=== Problem ===
Copy out the passage on China's credit boom and shadow banking risk word for word, from start to finish.
-- Start of Supplied text --
It remains to be seen if 2014 really will be the year in which the Chinese authorities grapple with the country`s freewheeling financial system. The government`s current policy of kicking the can down the road means ever-larger piles of credit, slowing growth and the rising risk of financial crisis.


Some market participants thought the potential default at the end of January of a CNY 3 billion product sold by China Credit Trust would be the epiphany, in which investors learned the painful lesson of the risks involved in blindly ploughing funds into the shadow banking system. There were those who thought the collapse of a major institution might trigger a systemic reaction, forcing the government to take drastic action.

 

 


It turned out to be neither. The trust company, the bank which marketed the product, the local government and investors reached agreement where the principal and at least some of the product`s final-year interest payments were paid out. Moral hazard continues to rule the financial system.


This isn`t the first bullet the authorities have dodged. The actors in China`s financial system – the local government officials, regulators, issuers and lenders – are complicit in avoiding failure, even as lending has boomed. Chinese bank assets have more than doubled since the end of 2009 to CNY148 trillion (US$24.3 trillion), nearly three times last year's GDP. By comparison, U.S. commercial bank assets are just over $14 trillion, even though its economy is more than a third larger than China`s.


Bears see a crisis approaching.
For the growing number of China bears, the dramatic expansion of the financial system, coupled with its suspiciously low failure rate, is prime evidence of a brewing financial crisis. Government advisors acknowledge that the longer debt is allowed to grow, the greater the risk of a crisis and the greater that crisis could be.
-- End of Supplied text --
-- Start of Information shown --
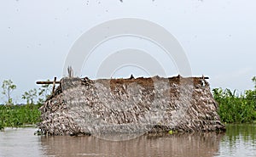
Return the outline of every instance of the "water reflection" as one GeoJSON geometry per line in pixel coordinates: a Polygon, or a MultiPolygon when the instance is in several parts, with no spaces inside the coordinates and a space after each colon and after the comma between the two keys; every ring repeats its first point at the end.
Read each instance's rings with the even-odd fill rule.
{"type": "Polygon", "coordinates": [[[36,128],[8,128],[0,132],[0,156],[256,156],[256,125],[226,128],[224,134],[151,134],[128,141],[34,136],[36,128]]]}
{"type": "Polygon", "coordinates": [[[51,156],[214,156],[223,134],[143,135],[128,141],[90,137],[42,137],[51,156]]]}
{"type": "Polygon", "coordinates": [[[218,156],[256,156],[255,124],[226,125],[226,129],[218,156]]]}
-- End of Information shown --
=== Result below ===
It remains to be seen if 2014 really will be the year in which the Chinese authorities grapple with the country`s freewheeling financial system. The government`s current policy of kicking the can down the road means ever-larger piles of credit, slowing growth and the rising risk of financial crisis.


Some market participants thought the potential default at the end of January of a CNY 3 billion product sold by China Credit Trust would be the epiphany, in which investors learned the painful lesson of the risks involved in blindly ploughing funds into the shadow banking system. There were those who thought the collapse of a major institution might trigger a systemic reaction, forcing the government to take drastic action.

 

 


It turned out to be neither. The trust company, the bank which marketed the product, the local government and investors reached agreement where the principal and at least some of the product`s final-year interest payments were paid out. Moral hazard continues to rule the financial system.


This isn`t the first bullet the authorities have dodged. The actors in China`s financial system – the local government officials, regulators, issuers and lenders – are complicit in avoiding failure, even as lending has boomed. Chinese bank assets have more than doubled since the end of 2009 to CNY148 trillion (US$24.3 trillion), nearly three times last year's GDP. By comparison, U.S. commercial bank assets are just over $14 trillion, even though its economy is more than a third larger than China`s.


Bears see a crisis approaching.
For the growing number of China bears, the dramatic expansion of the financial system, coupled with its suspiciously low failure rate, is prime evidence of a brewing financial crisis. Government advisors acknowledge that the longer debt is allowed to grow, the greater the risk of a crisis and the greater that crisis could be.